Source excerpt:
○ ○ ○ ○ ○ ○ ○

Reimbursement of Expenses Includible in Assessable value are not Taxable Value of Service: CESTAT [Read Order]

The reimbursable expenses were not includible in the taxable value of services.
eimbursement - Taxable Value - Service - CESTAT - Customs Excise and Service Tax Appellate Tribunal - taxscan

The Kolkata bench of the Customs Excise and Service Tax Appellate Tribunal (CESTAT) ruled that the reimbursement of expenses, while includible in the assessable value, does not constitute the taxable value of the service.

The issue to be decided was whether the reimbursement of expenses received by the Respondent are includable in the assessable value for the purpose of payment of service tax

The Service Tax Audit was initiated for the period 2015-16 to 2017-18 (upto June 2017) by the Department against the appellant. A letter was issued for submissions of the documents. The appellant supplied the documents and it was observed that the appellant has obtained the Service Tax Registration under Section 65 (105)(h) of the Act. In the balance sheet and trading/profit and loss account for the relevant period, they have declared the gross amount charged to their clients an amount of Rs.21,74,65,342/- and an amount of Rs.20,71,78,011/- as reimbursable expenses. However, the appellant has declared taxable value as Rs.3, 13, 96,519/-.

○ ○ ○ ○ ○ ○ ○

Information given:
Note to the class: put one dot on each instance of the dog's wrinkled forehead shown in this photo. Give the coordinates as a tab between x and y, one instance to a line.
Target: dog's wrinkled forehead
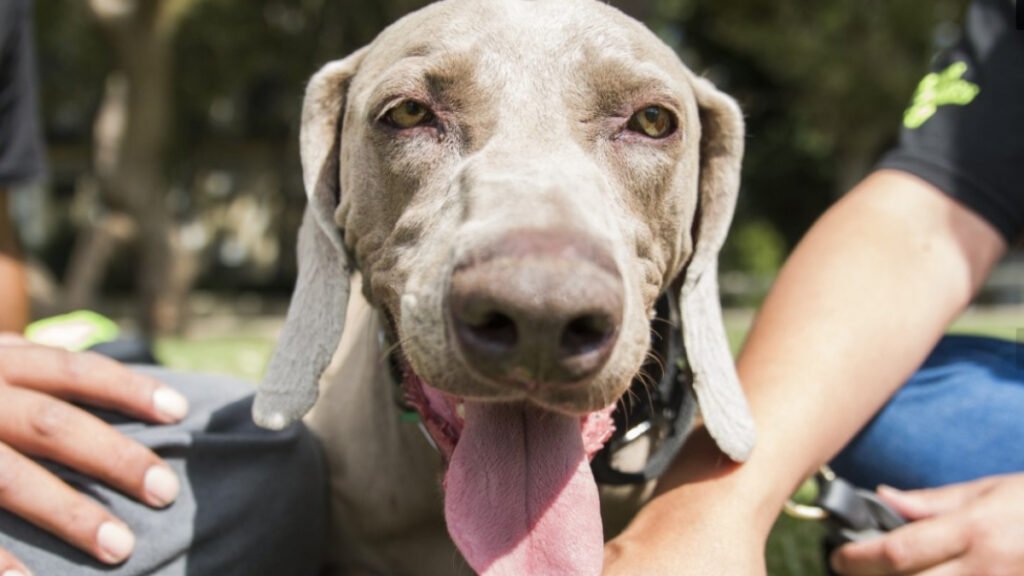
536	56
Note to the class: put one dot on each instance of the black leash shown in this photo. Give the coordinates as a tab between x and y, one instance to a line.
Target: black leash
849	513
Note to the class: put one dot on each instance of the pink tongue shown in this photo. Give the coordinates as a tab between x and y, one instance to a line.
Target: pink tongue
519	495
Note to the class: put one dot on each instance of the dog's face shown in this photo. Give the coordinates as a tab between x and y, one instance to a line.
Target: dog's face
517	181
485	144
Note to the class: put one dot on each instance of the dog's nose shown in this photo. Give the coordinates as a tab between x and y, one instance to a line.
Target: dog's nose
537	309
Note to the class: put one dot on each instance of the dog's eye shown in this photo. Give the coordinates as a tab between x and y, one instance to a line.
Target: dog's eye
409	114
653	121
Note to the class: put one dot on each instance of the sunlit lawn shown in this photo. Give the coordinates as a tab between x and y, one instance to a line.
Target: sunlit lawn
794	547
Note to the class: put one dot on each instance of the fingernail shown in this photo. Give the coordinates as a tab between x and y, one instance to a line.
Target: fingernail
162	485
836	564
116	542
170	404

○ ○ ○ ○ ○ ○ ○

Prompt 1: Put the rows that begin at the line containing "of the sunlit" and run through the last of the rows into a two-column CSV with the headers instruction and answer. Use one line for each row's text and its answer, with each value in a single quoted field and any line breaks replaced by spaces.
Prompt 2: Continue the article on the CESTAT service tax ruling from its last sentence.

Expected output 1:
instruction,answer
"Note to the class: put one dot on each instance of the sunlit lawn shown in this photo. Give the coordinates as a tab between x and y, one instance to a line. Target: sunlit lawn","794	547"
"Note to the class: put one dot on each instance of the fingernail shown in this photo. Give the coordinates as a tab between x and y, one instance to a line. Target: fingernail","162	485 836	564 116	542 170	404"

Expected output 2:
Mr. Avra Mazumder representing the appellant submits that the appellant was registered as a service provider for clearing and forwarding agent services under Section 65 (105)(j) read with Section 65 (25) of the Finance Act, 1994. It is his submission that the appellant is providing the pure agency services and to that effect, the appellant provided various agreements with their Principal showing that the appellant was only a pure agent

Mr. S.Mukhopadhyay representing the respondent stated that they have paid Service tax on the amount of remuneration/ commission received, which include handling charges, transportation charges, salvaging charges, documentation charges, etc. They did not pay service tax on the amount of reimbursement of expenses such as salaries of client’s staff, other expenses like rent, telephone expenses, printing, postage, etc. They were under the bona-fide belief that reimbursement of expenses was never under the scope of levy of service tax

The bench observed that all the ‘reimbursement expenses’ have been included in the consideration with effect from 14/05/2015. Hence while calculating service tax, the service provider has to include all the expenses whatever he incurred for rendering service, w.e.f.14.04.2015 only and not before that period. The dispute in the present appeal pertains to the period from 2000-01 (October) to 2004-05 (September) and hence, the substitution brought in the definition of ‘Consideration’ vide Finance Act, 2015 would not be applicable for the period in the present appeal.

Further  observed  that the adjudicating Authority has dropped the demand made in the Notice on the ground that the remuneration for C&F work and reimbursement for miscellaneous activities have been separately mentioned against specific items and they got reimbursement on actual basis.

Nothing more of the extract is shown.